• _PAGE TEXT_
— Begin —

Equitable estates are thus guided by the same rules of descent as legal estates Little was, however, left, in regard to this maxim since the passing of the Law of Property Act, 1925, which cut down the list of legal estates to the fee simple absolute in possession, giving over to equity all particular estates and all future estates of freehold. Similarly, rules regarding the construction of covenants are the same in equity as at law. In matters of limitation also equity follows the law, and a period of limitation prescribed for a suit, appeal or· application by a statute could not be abridged or enlarged by the rules of equity The only exception which has been engrafted to the above rule is found in the statute itself. For example, section 18 of the Indian Limitation Act provides that the right of a party defrauded cannot be affected by the lapse of time so long as he remains without any fault of his own in ignorance of the fraud committed on him.
It is apparent from the above that equity follows the law where a rule of the common or statute law is clear and applicable to the case. But this maxim is subject to the previous maxim that equity will not suffer a wrong to be without a remedy and every right will be enforced and wrong redressed by equity if not by common law if it is capable of being remedied by courts of justice.
Exceptions.- The maxim did not apply in two classes cases:
(1) Where the rules of law were not directly applicable nor were binding by way of analogy, equity followed its own code of principles.
(2) When the equity court follows the rules of law, it would follow them right; but then; it too would likewise go beyond them.

 4. Doctrine of Equality
(i) Where there is equal equity the law shall prevail; and
(ii) Where the equities are equal, the first in time shall prevail.
Since these two maxims raise the same question of priority it will be convenient to discuss both of them together.
Plato defined that “If you cannot find any other, equality is the proper basis.” This maxim is also explained as “equity delighteth in equality”, which means that as far as possible equity would put the litigating parties on an equal level so far as their rights and responsibilities are concerned.

— End —

• _SET EXERCISE A_
Repeat the records word for word, starting at the line that contains "Target: black tactical vest" and ending at the last line of the records. Omit the pictures from your answer.

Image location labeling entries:
— Begin —

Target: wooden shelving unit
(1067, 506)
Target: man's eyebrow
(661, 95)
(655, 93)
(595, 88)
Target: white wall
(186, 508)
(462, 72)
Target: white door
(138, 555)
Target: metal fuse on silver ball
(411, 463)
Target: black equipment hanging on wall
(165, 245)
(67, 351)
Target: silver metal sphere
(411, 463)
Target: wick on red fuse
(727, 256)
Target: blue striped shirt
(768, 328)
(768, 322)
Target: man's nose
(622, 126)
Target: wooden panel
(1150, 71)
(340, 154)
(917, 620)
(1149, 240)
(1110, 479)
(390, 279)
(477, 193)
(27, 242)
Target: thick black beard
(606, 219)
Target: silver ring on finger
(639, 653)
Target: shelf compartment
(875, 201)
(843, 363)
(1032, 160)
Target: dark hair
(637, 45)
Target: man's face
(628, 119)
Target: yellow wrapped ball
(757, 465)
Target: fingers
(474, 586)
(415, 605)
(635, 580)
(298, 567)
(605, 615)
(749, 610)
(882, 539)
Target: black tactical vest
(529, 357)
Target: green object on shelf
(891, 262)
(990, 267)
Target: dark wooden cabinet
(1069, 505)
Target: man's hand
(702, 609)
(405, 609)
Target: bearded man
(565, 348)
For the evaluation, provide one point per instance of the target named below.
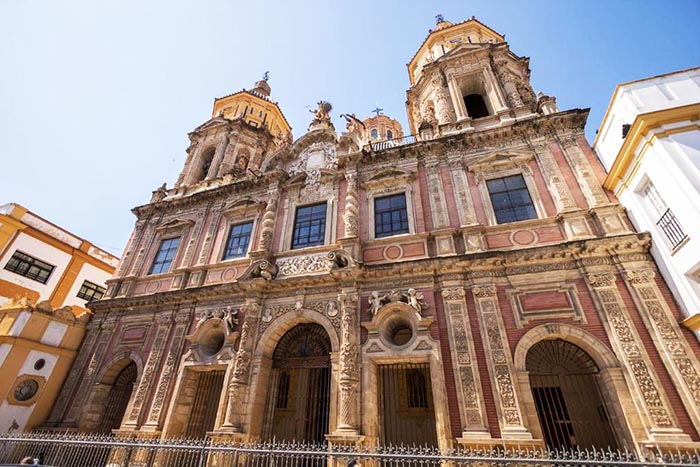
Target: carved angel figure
(231, 318)
(375, 302)
(322, 112)
(416, 300)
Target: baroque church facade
(471, 283)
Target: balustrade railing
(393, 143)
(67, 450)
(671, 228)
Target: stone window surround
(182, 230)
(291, 203)
(228, 219)
(483, 177)
(380, 192)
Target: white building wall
(670, 159)
(90, 273)
(39, 250)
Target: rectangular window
(29, 267)
(89, 291)
(390, 215)
(238, 240)
(165, 255)
(309, 226)
(510, 199)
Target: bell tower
(245, 126)
(463, 77)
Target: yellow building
(47, 275)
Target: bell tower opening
(476, 106)
(299, 400)
(570, 407)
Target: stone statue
(375, 302)
(322, 112)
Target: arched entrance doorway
(118, 399)
(299, 402)
(565, 388)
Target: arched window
(476, 107)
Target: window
(476, 107)
(89, 291)
(165, 255)
(309, 226)
(238, 240)
(510, 199)
(390, 215)
(29, 267)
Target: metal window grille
(390, 215)
(670, 226)
(89, 291)
(29, 267)
(238, 240)
(309, 226)
(78, 450)
(510, 199)
(165, 255)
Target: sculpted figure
(375, 302)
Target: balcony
(672, 228)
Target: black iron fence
(75, 450)
(672, 228)
(393, 143)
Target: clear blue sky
(97, 97)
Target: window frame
(227, 238)
(154, 260)
(91, 286)
(326, 226)
(526, 173)
(30, 263)
(375, 213)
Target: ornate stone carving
(411, 297)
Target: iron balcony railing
(68, 450)
(393, 143)
(672, 228)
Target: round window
(26, 390)
(401, 335)
(212, 342)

— End —

• _SET EXERCISE B_
Reproduce the passage of the equity maxims text starting at "4. Doctrine of" and ending at "responsibilities are concerned.", replacing "priority" with "precedence".

• _RIGHT ANSWER A_
Target: black tactical vest
(529, 357)
Target: green object on shelf
(891, 262)
(990, 267)
Target: dark wooden cabinet
(1069, 505)
Target: man's hand
(702, 609)
(405, 609)
Target: bearded man
(565, 348)
For the evaluation, provide one point per instance of the target named below.
Target: carved angel figure
(231, 318)
(375, 302)
(322, 112)
(416, 300)
Target: baroque church facade
(471, 283)
Target: balustrade railing
(393, 143)
(67, 450)
(671, 228)
Target: stone window surround
(182, 230)
(291, 203)
(228, 219)
(483, 177)
(380, 192)
Target: white building wall
(670, 159)
(90, 273)
(39, 250)
Target: rectangular window
(29, 267)
(89, 291)
(390, 215)
(238, 240)
(165, 255)
(309, 226)
(510, 199)
Target: bell tower
(245, 126)
(463, 77)
Target: yellow building
(47, 275)
Target: bell tower opening
(476, 106)
(299, 400)
(570, 407)
Target: stone statue
(375, 302)
(322, 112)
Target: arched entrance doorway
(118, 399)
(299, 402)
(565, 388)
Target: arched window
(476, 107)
Target: window
(476, 107)
(89, 291)
(165, 255)
(309, 226)
(238, 240)
(510, 199)
(390, 215)
(29, 267)
Target: metal window grille
(390, 215)
(670, 226)
(89, 291)
(29, 267)
(238, 240)
(309, 226)
(78, 450)
(510, 199)
(165, 255)
Target: sculpted figure
(375, 302)
Target: balcony
(672, 228)
Target: black iron fence
(75, 450)
(672, 228)
(393, 143)
Target: clear blue sky
(97, 97)
Target: window frame
(227, 238)
(154, 260)
(91, 286)
(326, 226)
(526, 173)
(30, 263)
(375, 213)
Target: ornate stone carving
(411, 297)
Target: iron balcony railing
(68, 450)
(393, 143)
(672, 228)
Target: round window
(26, 390)
(401, 335)
(212, 342)

• _RIGHT ANSWER B_
4. Doctrine of Equality
(i) Where there is equal equity the law shall prevail; and
(ii) Where the equities are equal, the first in time shall prevail.
Since these two maxims raise the same question of precedence it will be convenient to discuss both of them together.
Plato defined that “If you cannot find any other, equality is the proper basis.” This maxim is also explained as “equity delighteth in equality”, which means that as far as possible equity would put the litigating parties on an equal level so far as their rights and responsibilities are concerned.